■ Prompt:
Each entry below is to be duplicated precisely.
*** Begin section ***
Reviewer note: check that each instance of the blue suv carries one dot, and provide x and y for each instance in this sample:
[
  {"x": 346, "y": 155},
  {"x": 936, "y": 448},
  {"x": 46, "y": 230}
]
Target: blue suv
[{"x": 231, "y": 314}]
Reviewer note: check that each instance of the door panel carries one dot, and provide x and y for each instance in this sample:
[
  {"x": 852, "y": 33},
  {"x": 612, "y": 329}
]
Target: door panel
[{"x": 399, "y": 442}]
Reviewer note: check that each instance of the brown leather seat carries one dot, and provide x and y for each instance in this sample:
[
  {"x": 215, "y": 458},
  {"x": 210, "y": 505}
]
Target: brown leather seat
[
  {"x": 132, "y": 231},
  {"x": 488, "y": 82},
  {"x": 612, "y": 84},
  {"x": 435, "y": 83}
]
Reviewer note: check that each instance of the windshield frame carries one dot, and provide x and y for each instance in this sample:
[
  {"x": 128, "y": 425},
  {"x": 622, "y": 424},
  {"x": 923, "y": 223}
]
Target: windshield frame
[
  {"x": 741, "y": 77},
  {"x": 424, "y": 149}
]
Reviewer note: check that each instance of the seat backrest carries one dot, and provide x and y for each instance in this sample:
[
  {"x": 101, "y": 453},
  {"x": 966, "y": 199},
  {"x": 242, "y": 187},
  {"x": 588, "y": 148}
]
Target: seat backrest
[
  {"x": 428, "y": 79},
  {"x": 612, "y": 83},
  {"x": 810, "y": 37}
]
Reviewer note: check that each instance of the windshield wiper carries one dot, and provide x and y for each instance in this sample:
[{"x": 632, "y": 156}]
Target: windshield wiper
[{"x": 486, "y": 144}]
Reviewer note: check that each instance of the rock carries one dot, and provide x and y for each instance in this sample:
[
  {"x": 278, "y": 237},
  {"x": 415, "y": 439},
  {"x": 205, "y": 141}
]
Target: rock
*** End section ***
■ Problem solution:
Reviewer note: check that each instance of the blue suv carries one dot, and provide x and y for each instance in this sample:
[
  {"x": 346, "y": 155},
  {"x": 936, "y": 448},
  {"x": 46, "y": 230}
]
Target: blue suv
[{"x": 231, "y": 314}]
Reviewer note: check that each instance of the door panel carries one dot, and provide x and y for each instance in this sample:
[
  {"x": 852, "y": 33},
  {"x": 612, "y": 329}
]
Target: door panel
[{"x": 399, "y": 442}]
Reviewer note: check that each instance of the brown leather seat carries one dot, and provide x and y for each instance in this sample:
[
  {"x": 215, "y": 458},
  {"x": 210, "y": 505}
]
Target: brown leather seat
[
  {"x": 132, "y": 231},
  {"x": 488, "y": 82},
  {"x": 612, "y": 84},
  {"x": 435, "y": 83}
]
Reviewer note: check that each instance of the windshield frame carries one dot, and provide x and y for each instance in this sample:
[
  {"x": 128, "y": 425},
  {"x": 622, "y": 424},
  {"x": 923, "y": 223}
]
Target: windshield frame
[
  {"x": 741, "y": 77},
  {"x": 424, "y": 149}
]
Reviewer note: check that each instance of the seat backrest carries one dot, and provide x and y for each instance in this sample:
[
  {"x": 101, "y": 453},
  {"x": 966, "y": 199},
  {"x": 242, "y": 187},
  {"x": 588, "y": 148}
]
Target: seat backrest
[
  {"x": 428, "y": 79},
  {"x": 612, "y": 83},
  {"x": 810, "y": 37}
]
Reviewer note: check that each instance of the windshield wiper carries one dot, and provide x and y for each instance in this sample:
[{"x": 632, "y": 156}]
Target: windshield wiper
[{"x": 486, "y": 144}]
Reviewer note: check that each instance of the rock carries one dot, and provide x and y for each instance in this sample:
[
  {"x": 278, "y": 237},
  {"x": 415, "y": 439},
  {"x": 205, "y": 141}
]
Target: rock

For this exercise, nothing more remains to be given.